Try it. In two sentences, what does the passage on the Corvair Station Wagon say?

Passage for review.
--------------------------------
In 1961 the Lakewood was available in base form as part of the Corvair Lakewood 500 and an "upscale" trim form as the Lakewood 700. In 1962 the base trim level was called Corvair Deluxe series 700 and the top-of-the line model was the Corvair Monza series 900. The Series 900's powertrain "uni-pak" was the same as all Corvairs. A commonly ordered option on Corvair Station Wagons was the 84 bhp engine connected to a 2 speed Powerglide automatic transaxle.

Production of the Corvair Station Wagon ended in the 1st quarter of calendar year 1962 to make way for the new Monza Convertible body style. In two years 32,120 Station Wagons were made. Only 2,362 of them (model year 1962 only) were Monza Station Wagon models. The 1961 Lakewood 700 was most popular with 20,451 made (64% of all Station Wagons produced).

All 1961 Corvairs came in one of 15 available paint colors. All 1961 Station Wagons had a rubber floor covering with the 700 series having it color keyed to the interior.
The Monza 900 series was available with optional (extra cost) bucket seats. The upscale Monza series included carpeting and bright trim in the interior.
Many options were available for the Station Wagon models as they were for the Corvair Sedan. This included 4-speed transmission, more powerful engine, and comfort and convenience options as well.
--------------------------------
Items listed in a dataset:
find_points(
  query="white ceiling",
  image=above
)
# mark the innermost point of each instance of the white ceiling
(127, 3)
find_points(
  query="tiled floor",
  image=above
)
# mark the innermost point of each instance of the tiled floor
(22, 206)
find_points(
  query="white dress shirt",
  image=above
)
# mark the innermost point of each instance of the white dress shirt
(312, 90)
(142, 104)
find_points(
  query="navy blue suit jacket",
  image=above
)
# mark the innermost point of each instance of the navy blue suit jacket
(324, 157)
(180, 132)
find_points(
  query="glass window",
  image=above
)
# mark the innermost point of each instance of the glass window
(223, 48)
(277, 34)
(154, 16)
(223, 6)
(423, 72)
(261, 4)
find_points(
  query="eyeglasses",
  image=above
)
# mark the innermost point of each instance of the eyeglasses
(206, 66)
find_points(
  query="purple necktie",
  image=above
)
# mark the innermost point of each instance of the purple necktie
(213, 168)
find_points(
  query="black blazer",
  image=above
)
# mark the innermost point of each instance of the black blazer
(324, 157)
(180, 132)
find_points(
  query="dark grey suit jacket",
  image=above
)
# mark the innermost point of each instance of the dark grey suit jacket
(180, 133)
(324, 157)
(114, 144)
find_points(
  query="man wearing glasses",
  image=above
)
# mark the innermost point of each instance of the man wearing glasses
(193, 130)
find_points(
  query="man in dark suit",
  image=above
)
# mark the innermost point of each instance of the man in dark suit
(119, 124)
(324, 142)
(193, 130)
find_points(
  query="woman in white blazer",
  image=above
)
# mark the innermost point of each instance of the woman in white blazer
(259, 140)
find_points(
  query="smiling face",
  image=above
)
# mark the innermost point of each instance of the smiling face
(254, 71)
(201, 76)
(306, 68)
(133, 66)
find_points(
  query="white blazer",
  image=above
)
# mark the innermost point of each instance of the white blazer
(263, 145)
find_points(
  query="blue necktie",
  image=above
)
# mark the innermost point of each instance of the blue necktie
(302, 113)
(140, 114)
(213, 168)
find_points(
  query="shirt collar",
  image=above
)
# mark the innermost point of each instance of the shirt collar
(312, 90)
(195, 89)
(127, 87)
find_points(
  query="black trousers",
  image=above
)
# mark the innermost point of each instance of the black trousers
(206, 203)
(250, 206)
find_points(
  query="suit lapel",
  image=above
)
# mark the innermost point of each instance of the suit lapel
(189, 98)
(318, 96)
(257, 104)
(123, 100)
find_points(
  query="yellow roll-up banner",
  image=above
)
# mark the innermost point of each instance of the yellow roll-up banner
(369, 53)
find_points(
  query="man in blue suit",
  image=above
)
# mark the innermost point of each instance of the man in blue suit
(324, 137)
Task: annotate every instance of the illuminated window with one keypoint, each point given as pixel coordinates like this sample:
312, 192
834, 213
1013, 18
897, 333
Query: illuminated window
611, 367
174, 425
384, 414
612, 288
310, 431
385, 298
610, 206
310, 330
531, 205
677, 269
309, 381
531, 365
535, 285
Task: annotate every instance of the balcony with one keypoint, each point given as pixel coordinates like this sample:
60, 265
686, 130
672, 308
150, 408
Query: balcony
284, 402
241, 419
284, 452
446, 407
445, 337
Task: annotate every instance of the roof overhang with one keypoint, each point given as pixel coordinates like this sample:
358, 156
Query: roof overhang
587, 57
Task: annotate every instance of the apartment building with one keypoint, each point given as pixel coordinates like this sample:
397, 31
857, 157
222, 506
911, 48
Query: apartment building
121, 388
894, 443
--------------------------------
Finished exercise. The Corvair Station Wagon came in 1961 as the base Lakewood 500 and the upscale Lakewood 700, and in 1962 as the Deluxe series 700 and the top-line Monza series 900, with options that included a 4-speed transmission and a more powerful engine. Production ended in the first quarter of 1962 to make way for the Monza Convertible, after 32,120 wagons had been built in two years, 20,451 of them 1961 Lakewood 700s.